(Records from a point labeling set)
__________________________________________________
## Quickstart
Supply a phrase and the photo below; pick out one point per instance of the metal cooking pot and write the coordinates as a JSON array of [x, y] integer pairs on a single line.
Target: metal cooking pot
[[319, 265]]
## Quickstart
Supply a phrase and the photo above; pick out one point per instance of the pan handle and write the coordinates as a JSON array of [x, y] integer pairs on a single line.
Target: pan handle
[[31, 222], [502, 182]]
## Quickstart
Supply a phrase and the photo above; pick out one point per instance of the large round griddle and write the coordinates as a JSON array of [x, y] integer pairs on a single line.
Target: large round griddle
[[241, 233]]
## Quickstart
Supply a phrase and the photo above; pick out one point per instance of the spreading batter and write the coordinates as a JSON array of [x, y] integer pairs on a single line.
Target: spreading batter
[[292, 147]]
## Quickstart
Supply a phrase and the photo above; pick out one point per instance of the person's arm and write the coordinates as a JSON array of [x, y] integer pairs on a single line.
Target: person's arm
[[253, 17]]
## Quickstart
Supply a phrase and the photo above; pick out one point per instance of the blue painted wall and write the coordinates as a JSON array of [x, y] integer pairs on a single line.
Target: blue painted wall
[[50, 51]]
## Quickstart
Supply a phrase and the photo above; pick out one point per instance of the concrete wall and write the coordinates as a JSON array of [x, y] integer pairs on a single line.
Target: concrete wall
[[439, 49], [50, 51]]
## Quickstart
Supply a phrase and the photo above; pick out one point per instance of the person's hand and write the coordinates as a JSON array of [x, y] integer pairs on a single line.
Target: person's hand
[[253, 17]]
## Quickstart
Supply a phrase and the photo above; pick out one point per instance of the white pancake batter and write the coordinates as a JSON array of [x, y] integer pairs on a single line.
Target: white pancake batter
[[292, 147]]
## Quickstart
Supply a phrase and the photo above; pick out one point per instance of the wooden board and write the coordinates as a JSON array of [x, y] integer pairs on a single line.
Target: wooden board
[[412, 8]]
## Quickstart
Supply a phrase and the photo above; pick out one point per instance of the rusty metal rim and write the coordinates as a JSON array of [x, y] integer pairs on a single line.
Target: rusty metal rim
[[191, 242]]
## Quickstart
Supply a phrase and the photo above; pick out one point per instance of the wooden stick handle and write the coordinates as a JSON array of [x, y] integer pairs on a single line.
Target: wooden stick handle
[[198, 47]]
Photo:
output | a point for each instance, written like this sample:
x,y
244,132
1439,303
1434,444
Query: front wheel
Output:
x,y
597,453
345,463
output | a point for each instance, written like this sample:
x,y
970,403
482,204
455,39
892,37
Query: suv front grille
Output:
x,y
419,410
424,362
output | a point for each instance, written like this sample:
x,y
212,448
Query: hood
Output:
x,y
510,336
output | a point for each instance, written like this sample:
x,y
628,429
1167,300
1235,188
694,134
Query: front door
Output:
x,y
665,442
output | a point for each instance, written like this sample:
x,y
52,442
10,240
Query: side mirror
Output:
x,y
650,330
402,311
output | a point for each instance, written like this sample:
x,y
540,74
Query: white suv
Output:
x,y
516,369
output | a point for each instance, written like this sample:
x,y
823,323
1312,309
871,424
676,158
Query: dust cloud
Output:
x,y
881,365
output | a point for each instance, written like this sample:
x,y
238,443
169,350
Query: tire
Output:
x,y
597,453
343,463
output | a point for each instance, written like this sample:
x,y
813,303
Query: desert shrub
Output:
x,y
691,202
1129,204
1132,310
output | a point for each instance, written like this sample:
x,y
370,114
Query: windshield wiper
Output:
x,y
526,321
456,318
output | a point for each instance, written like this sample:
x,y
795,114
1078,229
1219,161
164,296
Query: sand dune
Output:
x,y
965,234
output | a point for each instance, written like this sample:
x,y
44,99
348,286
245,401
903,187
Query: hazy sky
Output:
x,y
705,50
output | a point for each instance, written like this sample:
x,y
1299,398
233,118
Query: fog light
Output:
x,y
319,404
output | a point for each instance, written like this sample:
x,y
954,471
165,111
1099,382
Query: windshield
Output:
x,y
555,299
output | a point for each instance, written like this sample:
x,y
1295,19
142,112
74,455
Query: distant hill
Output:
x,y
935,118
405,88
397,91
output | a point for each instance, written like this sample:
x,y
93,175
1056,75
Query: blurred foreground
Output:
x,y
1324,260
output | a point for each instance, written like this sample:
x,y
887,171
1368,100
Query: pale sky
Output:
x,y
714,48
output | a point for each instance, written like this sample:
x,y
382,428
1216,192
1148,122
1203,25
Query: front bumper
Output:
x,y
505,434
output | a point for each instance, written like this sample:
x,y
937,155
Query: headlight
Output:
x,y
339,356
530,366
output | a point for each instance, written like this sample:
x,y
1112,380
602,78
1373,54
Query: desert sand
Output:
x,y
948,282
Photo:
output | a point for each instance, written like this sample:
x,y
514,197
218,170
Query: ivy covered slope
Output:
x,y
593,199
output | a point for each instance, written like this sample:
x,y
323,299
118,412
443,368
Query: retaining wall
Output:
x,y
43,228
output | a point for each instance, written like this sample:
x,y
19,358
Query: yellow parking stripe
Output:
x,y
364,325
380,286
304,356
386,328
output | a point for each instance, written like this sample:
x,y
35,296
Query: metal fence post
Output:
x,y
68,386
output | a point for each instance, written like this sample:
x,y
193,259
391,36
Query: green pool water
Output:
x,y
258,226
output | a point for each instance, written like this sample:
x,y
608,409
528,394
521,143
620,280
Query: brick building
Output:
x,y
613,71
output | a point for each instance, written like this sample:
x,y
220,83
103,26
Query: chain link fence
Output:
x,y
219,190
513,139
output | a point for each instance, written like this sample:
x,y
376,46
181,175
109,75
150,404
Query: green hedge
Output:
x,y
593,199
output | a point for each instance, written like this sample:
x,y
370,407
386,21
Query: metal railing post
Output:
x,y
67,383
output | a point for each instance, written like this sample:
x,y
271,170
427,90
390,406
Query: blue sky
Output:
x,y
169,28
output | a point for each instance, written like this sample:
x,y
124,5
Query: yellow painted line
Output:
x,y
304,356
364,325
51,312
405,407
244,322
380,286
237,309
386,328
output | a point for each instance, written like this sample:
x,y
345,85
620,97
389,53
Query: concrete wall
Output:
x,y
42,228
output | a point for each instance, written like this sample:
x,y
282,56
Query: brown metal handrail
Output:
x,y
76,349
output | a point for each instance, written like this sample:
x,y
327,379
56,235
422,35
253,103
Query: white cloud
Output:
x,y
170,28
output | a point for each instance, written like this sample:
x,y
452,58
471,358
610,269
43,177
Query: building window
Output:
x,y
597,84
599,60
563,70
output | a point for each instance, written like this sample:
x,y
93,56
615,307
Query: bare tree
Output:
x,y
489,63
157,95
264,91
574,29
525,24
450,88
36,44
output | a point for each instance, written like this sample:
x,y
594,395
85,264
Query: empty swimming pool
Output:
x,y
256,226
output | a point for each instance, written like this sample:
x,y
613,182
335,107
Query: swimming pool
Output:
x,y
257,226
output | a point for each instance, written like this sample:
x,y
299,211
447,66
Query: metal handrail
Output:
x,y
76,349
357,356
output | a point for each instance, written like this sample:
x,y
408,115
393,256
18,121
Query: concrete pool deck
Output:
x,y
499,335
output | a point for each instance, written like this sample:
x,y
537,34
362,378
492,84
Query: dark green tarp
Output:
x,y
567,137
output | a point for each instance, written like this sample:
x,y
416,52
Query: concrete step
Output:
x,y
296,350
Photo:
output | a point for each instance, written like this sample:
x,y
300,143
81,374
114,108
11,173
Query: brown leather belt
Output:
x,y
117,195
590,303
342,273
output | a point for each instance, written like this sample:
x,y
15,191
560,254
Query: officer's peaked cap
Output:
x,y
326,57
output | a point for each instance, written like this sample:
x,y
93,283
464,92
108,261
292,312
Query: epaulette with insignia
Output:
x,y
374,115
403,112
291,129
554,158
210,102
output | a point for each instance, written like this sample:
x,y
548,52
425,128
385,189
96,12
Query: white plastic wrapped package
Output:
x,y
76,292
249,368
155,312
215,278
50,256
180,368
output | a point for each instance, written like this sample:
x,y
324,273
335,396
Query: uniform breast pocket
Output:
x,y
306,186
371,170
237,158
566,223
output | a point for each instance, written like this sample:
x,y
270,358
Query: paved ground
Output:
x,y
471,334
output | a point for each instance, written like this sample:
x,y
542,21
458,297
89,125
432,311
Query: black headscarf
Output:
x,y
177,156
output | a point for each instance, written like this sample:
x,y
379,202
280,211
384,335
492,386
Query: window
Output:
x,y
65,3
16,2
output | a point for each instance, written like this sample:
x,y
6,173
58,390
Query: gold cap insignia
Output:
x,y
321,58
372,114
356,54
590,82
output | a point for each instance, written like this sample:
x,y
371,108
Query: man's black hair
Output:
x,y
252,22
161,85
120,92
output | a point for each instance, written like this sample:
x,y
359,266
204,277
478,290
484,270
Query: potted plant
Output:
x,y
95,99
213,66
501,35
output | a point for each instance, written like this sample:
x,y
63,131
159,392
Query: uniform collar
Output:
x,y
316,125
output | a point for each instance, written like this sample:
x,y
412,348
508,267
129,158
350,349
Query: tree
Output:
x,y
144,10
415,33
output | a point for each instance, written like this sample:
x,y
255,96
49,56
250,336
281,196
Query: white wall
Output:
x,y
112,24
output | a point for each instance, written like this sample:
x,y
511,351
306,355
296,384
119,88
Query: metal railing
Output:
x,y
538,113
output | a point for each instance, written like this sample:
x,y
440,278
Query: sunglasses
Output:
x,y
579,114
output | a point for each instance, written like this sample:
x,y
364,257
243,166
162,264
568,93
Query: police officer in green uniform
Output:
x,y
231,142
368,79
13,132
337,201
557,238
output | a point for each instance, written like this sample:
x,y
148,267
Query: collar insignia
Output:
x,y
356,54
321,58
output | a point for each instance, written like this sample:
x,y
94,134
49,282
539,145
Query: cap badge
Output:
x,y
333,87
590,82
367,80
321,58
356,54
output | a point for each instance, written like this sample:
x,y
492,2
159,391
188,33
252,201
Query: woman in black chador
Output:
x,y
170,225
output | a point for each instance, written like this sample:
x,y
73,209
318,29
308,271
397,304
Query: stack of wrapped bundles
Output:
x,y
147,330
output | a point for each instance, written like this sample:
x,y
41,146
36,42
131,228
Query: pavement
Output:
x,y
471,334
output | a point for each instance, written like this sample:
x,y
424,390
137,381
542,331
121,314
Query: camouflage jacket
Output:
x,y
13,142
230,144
__________________________________________________
● Problem description: Write out again, without changes, everything from the start of the rows down to and including the line that contains "[[439, 49], [50, 51]]".

● Final answer:
## Quickstart
Supply a phrase and the photo below; pick out one point per instance of the metal cooking pot and write the coordinates as a JSON array of [x, y] integer pairs on a single line.
Target: metal cooking pot
[[319, 265]]
## Quickstart
Supply a phrase and the photo above; pick out one point per instance of the pan handle and write the coordinates as a JSON array of [x, y] integer pairs on a single line.
Target: pan handle
[[31, 222], [502, 182]]
## Quickstart
Supply a phrase and the photo above; pick out one point per instance of the large round griddle and write the coordinates as a JSON array of [x, y] integer pairs on a single line.
Target: large round griddle
[[241, 233]]
## Quickstart
Supply a phrase and the photo above; pick out one point per instance of the spreading batter and write the coordinates as a JSON array of [x, y] integer pairs on a single line.
Target: spreading batter
[[292, 147]]
## Quickstart
Supply a phrase and the photo above; pick out one point per instance of the person's arm and write the coordinates as a JSON array of [x, y] integer pairs on a single line.
Target: person's arm
[[253, 17]]
## Quickstart
Supply a phrase and the photo above; pick out one point per instance of the blue painted wall and write the coordinates as a JSON array of [x, y] integer pairs on a single line.
Target: blue painted wall
[[50, 51]]
## Quickstart
Supply a phrase and the photo above; pick out one point per instance of the concrete wall and write the coordinates as a JSON array of [x, y] integer pairs on a single line.
Target: concrete wall
[[439, 49], [50, 51]]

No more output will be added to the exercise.